EXERCISE MATERIALS
========

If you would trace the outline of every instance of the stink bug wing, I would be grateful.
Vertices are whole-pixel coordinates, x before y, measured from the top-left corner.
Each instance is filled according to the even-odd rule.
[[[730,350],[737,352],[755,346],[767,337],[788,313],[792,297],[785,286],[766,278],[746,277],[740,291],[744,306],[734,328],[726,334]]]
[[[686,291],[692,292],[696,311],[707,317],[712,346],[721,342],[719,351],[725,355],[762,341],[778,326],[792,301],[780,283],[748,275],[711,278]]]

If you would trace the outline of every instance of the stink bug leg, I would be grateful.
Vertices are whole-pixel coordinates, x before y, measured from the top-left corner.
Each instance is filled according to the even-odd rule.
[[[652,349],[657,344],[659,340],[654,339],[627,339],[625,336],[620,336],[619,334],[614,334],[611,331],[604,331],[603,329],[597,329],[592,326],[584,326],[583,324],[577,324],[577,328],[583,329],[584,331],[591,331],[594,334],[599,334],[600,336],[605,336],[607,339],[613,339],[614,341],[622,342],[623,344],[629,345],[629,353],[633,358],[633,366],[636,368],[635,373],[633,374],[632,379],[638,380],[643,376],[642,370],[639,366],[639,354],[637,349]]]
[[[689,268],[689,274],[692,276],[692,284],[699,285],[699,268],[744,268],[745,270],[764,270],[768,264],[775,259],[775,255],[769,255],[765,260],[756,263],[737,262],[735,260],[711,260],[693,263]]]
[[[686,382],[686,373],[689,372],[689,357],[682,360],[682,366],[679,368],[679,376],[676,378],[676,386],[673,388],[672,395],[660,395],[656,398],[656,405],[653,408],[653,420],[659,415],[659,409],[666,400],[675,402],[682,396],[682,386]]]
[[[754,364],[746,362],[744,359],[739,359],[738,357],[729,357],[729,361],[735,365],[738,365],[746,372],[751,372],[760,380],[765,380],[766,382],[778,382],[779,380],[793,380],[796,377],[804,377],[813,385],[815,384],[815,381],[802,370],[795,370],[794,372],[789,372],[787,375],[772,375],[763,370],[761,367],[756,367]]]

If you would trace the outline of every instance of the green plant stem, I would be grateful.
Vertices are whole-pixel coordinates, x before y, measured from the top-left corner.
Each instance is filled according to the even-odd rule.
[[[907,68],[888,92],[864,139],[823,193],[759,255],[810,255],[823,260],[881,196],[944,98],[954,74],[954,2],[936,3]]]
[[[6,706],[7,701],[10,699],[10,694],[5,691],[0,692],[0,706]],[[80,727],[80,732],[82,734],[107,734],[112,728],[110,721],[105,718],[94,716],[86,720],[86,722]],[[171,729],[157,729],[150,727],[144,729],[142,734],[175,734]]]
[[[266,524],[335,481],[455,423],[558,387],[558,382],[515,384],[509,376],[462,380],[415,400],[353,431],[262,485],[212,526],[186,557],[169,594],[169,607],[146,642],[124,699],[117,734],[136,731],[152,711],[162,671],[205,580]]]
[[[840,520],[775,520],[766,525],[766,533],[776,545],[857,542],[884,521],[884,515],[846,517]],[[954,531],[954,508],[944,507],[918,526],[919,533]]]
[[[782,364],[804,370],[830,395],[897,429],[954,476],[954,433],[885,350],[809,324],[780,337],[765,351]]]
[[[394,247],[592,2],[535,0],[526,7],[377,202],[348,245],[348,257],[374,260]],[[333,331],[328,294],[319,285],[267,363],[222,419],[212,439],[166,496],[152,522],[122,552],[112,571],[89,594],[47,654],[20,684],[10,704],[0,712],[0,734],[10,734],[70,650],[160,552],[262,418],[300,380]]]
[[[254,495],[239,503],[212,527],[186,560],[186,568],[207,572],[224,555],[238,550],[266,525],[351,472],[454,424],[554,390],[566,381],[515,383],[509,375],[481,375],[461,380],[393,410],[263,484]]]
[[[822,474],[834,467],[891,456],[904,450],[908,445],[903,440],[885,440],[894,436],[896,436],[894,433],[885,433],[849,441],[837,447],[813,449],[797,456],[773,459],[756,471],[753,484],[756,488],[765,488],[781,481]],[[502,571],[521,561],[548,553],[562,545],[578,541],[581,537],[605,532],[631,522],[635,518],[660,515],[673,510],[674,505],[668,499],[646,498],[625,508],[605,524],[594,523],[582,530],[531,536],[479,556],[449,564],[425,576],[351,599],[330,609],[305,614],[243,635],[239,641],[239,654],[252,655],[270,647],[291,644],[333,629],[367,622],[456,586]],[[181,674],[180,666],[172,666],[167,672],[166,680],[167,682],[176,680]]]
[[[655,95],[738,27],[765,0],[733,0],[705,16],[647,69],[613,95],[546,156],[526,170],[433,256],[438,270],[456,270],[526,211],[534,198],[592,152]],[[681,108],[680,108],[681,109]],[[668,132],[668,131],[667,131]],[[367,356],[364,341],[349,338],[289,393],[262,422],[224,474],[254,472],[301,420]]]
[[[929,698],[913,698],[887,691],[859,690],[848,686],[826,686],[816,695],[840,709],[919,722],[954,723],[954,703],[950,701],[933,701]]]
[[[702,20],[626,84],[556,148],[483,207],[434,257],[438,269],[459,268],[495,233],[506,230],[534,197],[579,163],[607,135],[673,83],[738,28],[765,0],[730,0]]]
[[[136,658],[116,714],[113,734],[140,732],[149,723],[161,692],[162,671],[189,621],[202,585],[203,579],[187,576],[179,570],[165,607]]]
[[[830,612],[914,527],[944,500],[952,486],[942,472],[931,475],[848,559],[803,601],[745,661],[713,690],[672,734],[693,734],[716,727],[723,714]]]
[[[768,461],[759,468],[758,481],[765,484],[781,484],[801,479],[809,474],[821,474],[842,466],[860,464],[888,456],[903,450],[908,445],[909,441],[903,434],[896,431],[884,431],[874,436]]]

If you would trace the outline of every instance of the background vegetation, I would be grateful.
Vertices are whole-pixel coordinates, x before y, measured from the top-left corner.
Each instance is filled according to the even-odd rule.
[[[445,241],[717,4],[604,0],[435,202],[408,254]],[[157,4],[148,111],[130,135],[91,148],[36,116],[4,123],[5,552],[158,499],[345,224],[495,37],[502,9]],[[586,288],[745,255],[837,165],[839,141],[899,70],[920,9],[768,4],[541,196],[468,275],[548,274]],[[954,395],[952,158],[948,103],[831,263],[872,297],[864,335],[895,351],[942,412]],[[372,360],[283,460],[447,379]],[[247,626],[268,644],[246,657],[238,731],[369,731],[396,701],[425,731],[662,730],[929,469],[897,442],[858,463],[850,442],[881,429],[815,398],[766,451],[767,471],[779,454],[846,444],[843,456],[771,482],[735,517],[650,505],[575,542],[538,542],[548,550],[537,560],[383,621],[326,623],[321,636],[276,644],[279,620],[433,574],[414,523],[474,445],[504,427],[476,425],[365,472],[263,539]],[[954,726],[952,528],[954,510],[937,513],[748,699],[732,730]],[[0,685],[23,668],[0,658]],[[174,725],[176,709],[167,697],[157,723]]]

========

Nothing but an exact repetition of the entries is expected here.

ANSWER BELOW
If you would trace the outline of every instance of the stink bug wing, I would be grateful.
Vertices are whole-pixel coordinates, x before y, measured from the top-left corner.
Each instance is filled according to the even-odd rule.
[[[730,350],[737,352],[755,346],[767,337],[788,313],[792,297],[785,286],[766,278],[746,277],[740,291],[744,306],[734,328],[726,334]]]
[[[686,291],[692,292],[696,311],[707,317],[712,346],[721,342],[719,351],[725,355],[762,341],[778,326],[792,301],[780,283],[748,275],[711,278]]]

If you would trace the outline of every instance of the stink bug leg, I would be grateful.
Vertices are whole-pixel coordinates, x before y, measured from the top-left corner.
Each instance is filled according to the even-odd rule.
[[[652,349],[657,344],[659,340],[654,339],[627,339],[625,336],[620,336],[619,334],[614,334],[611,331],[604,331],[603,329],[597,329],[592,326],[584,326],[583,324],[577,324],[577,328],[583,329],[584,331],[591,331],[594,334],[599,334],[600,336],[605,336],[607,339],[613,339],[614,341],[622,342],[623,344],[629,345],[629,353],[633,358],[633,366],[636,368],[635,373],[633,374],[632,379],[638,380],[643,376],[642,370],[639,366],[639,354],[637,349]]]
[[[689,268],[689,274],[692,276],[692,284],[699,285],[699,268],[744,268],[745,270],[764,270],[768,264],[775,259],[775,255],[769,255],[765,260],[756,263],[737,262],[735,260],[711,260],[693,263]]]
[[[686,382],[686,373],[689,372],[689,357],[682,360],[682,366],[679,368],[679,376],[676,378],[676,386],[673,388],[672,395],[660,395],[656,398],[656,405],[653,408],[653,420],[659,415],[659,409],[666,400],[675,402],[682,396],[682,386]]]
[[[754,364],[746,362],[744,359],[739,359],[738,357],[729,357],[729,361],[735,365],[738,365],[746,372],[751,372],[760,380],[765,380],[766,382],[778,382],[779,380],[793,380],[796,377],[804,377],[813,385],[815,384],[815,381],[802,370],[795,370],[794,372],[789,372],[787,375],[772,375],[763,370],[761,367],[756,367]]]

If you would trace the outline of every instance of the green plant stem, I would be grateful.
Vertices are whole-pixel coordinates, x before y, measured from the top-left corner.
Each instance is filled according to the even-odd rule.
[[[907,68],[888,92],[864,139],[823,193],[759,255],[810,255],[823,260],[881,196],[944,98],[954,74],[954,2],[936,3]]]
[[[6,706],[7,701],[10,699],[10,694],[5,691],[0,692],[0,706]],[[80,727],[80,732],[82,734],[107,734],[112,728],[110,721],[105,718],[94,716],[86,720],[86,722]],[[171,729],[157,729],[150,727],[144,729],[142,734],[175,734]]]
[[[266,524],[335,481],[455,423],[558,387],[558,382],[515,384],[509,376],[462,380],[415,400],[353,431],[262,485],[212,526],[186,557],[169,594],[169,607],[146,642],[124,699],[117,734],[136,731],[152,711],[162,671],[205,580]]]
[[[840,520],[775,520],[766,525],[766,533],[776,545],[857,542],[884,521],[884,515],[846,517]],[[954,531],[954,508],[944,507],[918,526],[919,533]]]
[[[782,364],[804,370],[830,395],[897,429],[954,476],[954,433],[885,350],[809,324],[780,337],[765,351]]]
[[[394,247],[592,2],[535,0],[526,7],[377,202],[348,245],[348,257],[374,260]],[[333,331],[328,294],[319,285],[267,363],[222,419],[212,439],[166,496],[152,522],[122,552],[112,571],[89,594],[47,654],[20,684],[10,704],[0,712],[0,734],[10,734],[70,650],[160,552],[262,418],[300,380]]]
[[[254,495],[239,503],[212,527],[186,560],[186,568],[207,572],[224,555],[238,550],[266,525],[351,472],[454,424],[554,390],[566,381],[515,383],[509,375],[481,375],[461,380],[393,410],[263,484]]]
[[[822,474],[834,467],[891,456],[904,450],[908,445],[903,440],[885,440],[894,436],[896,436],[894,433],[885,433],[849,441],[837,447],[813,449],[797,456],[773,459],[756,471],[753,484],[756,488],[765,488],[781,481]],[[502,571],[521,561],[548,553],[562,545],[578,541],[581,537],[605,532],[631,522],[635,518],[660,515],[673,510],[674,505],[668,499],[646,498],[625,508],[605,524],[594,523],[582,530],[531,536],[479,556],[449,564],[425,576],[351,599],[330,609],[305,614],[243,635],[239,641],[239,654],[252,655],[270,647],[291,644],[333,629],[367,622],[456,586]],[[181,674],[180,666],[172,666],[167,672],[166,680],[167,682],[176,680]]]
[[[655,95],[738,27],[765,0],[733,0],[705,16],[647,69],[613,95],[546,156],[526,170],[433,256],[438,270],[456,270],[526,211],[534,198],[592,152]],[[681,108],[680,108],[681,109]],[[668,132],[668,131],[667,131]],[[367,356],[364,341],[349,338],[289,393],[262,422],[224,474],[254,472],[301,420]]]
[[[929,698],[913,698],[887,691],[859,690],[848,686],[826,686],[816,695],[840,709],[919,722],[954,723],[954,703],[950,701],[933,701]]]
[[[702,20],[626,84],[556,148],[483,207],[434,257],[438,269],[459,268],[495,233],[506,230],[534,197],[579,163],[607,135],[673,83],[738,28],[765,0],[730,0]]]
[[[136,658],[116,714],[113,734],[140,732],[149,723],[161,692],[162,671],[189,621],[202,585],[203,579],[187,576],[179,570],[165,607]]]
[[[830,612],[914,527],[944,500],[952,486],[942,472],[931,475],[848,559],[803,601],[745,661],[713,690],[672,734],[693,734],[716,727],[723,714]]]
[[[768,461],[759,468],[758,481],[765,484],[781,484],[801,479],[809,474],[821,474],[842,466],[860,464],[888,456],[903,450],[908,445],[909,441],[903,434],[896,431],[884,431],[874,436]]]

If you would trace the outline of every instance of the background vegetation, I would be grateful.
Vertices are whole-pixel coordinates, x before y, measured from the top-left corner.
Each instance is filled according to the even-odd rule.
[[[445,241],[717,4],[604,0],[435,202],[408,254]],[[157,4],[148,111],[130,135],[91,148],[36,116],[4,123],[5,552],[158,499],[345,224],[495,37],[502,9]],[[586,288],[745,255],[837,165],[839,141],[899,70],[920,9],[768,4],[541,196],[468,275],[548,274]],[[954,395],[952,158],[948,103],[831,263],[872,297],[864,335],[895,351],[942,412]],[[372,360],[283,460],[447,379]],[[247,626],[268,644],[246,657],[238,731],[369,731],[396,701],[425,731],[662,730],[929,469],[897,442],[858,463],[850,442],[881,429],[815,398],[766,451],[767,471],[779,454],[846,444],[843,456],[771,482],[735,517],[650,505],[575,542],[538,542],[548,550],[537,560],[383,621],[326,623],[321,636],[276,644],[279,620],[433,574],[414,523],[474,445],[504,427],[476,425],[365,472],[263,539]],[[954,726],[952,528],[954,510],[937,513],[748,699],[732,730]],[[0,685],[23,668],[0,658]],[[174,725],[176,709],[167,697],[157,723]]]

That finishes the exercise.